- EXERCISES -
**A)** In the passage on Virginia outdoor dining, where did the Virginia Beach City Council vote to allow temporary seating?
**B)** Pick up the passage on Virginia outdoor dining after its final sentence and continue writing it.

- PASSAGE FOR REVIEW -
--- --- ---

The outdoor dining rule also presents a challenge for restaurants that don’t have much, or any, exterior seating. But people are trying to get creative.

The Virginia ABC — the state-operated liquor licensing and distribution entity — said it would give temporary permits for expanded outside dining areas. The Virginia Beach City Council voted unanimously Thursday to allow temporary seating on its boardwalk, on sidewalks and in parking lots. Warrenton, a town in Fauquier County, is letting restaurants expand into parking spaces and even partially closed some streets to make room for outdoor tables.

Restaurants in Northern Virginia are already exploring whether local officials might relax some of the rules around outdoor dining.

Trae Lamond, owner of Chadwicks Restaurant in Old Town Alexandria, is thinking about his options. Without some flexibility, he may not be able to seat anyone at all during Phase One of reopening. Chadwicks’ has a small amount of sidewalk seating, but statewide rules require not only spacing tables six feet apart, but also keeping distance between patrons and pedestrians. That may prove impossible to arrange on the narrow streets of this historic city.

--- --- ---

- INFORMATION SUPPLIED -

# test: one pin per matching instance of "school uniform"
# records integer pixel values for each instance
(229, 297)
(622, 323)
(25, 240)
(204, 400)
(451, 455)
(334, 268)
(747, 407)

--- --- ---

- WRITTEN ANSWERS -
**A)** On its boardwalk, on sidewalks and in parking lots.

**B)**
But he does have an alleyway next to the restaurant, and there’s a parking lot across the street that looks right onto the Alexandria waterfront. The city owns that lot, but Lamond is interested in working with officials to find creative solutions.

He’s also glad to have some extra time before the restrictions ease up, and he hopes to learn from businesses elsewhere in Virginia and around the country.

“I think it’s a blessing,” Lamond says, “Restaurant people are the most industrious … Tell us these are the guidelines and we will figure out how to make it work. But now … we also get to sit back and say … this is what those guys in X, Y and Z town have done. And this is what worked, and these are the pitfalls. I think it’s a huge benefit to us to have this kind of extra knowledge going in.”

The last thing he wants to do is reopen and then have people get sick.

Overall, he’s impressed with the ways restaurants are innovating to stay afloat. Chadwicks witnessed a swell of community support as they transitioned to exclusively take-out business — and benefited from flexible rules that allowed them to serve cocktails to-go.

“I guess people don’t know how to make a Margarita. And it’s been keeping us afloat,” Lamond says.

He compared his industry to a “cruiseliner-sized ship that’s gotten turned on a dime,” and says it couldn’t have happened without support from loyal customers and local governments willing to “change the rulebook in our favor.”

Further afield, where opening is already underway, restaurant owners are coming up with ideas they hope will gain traction.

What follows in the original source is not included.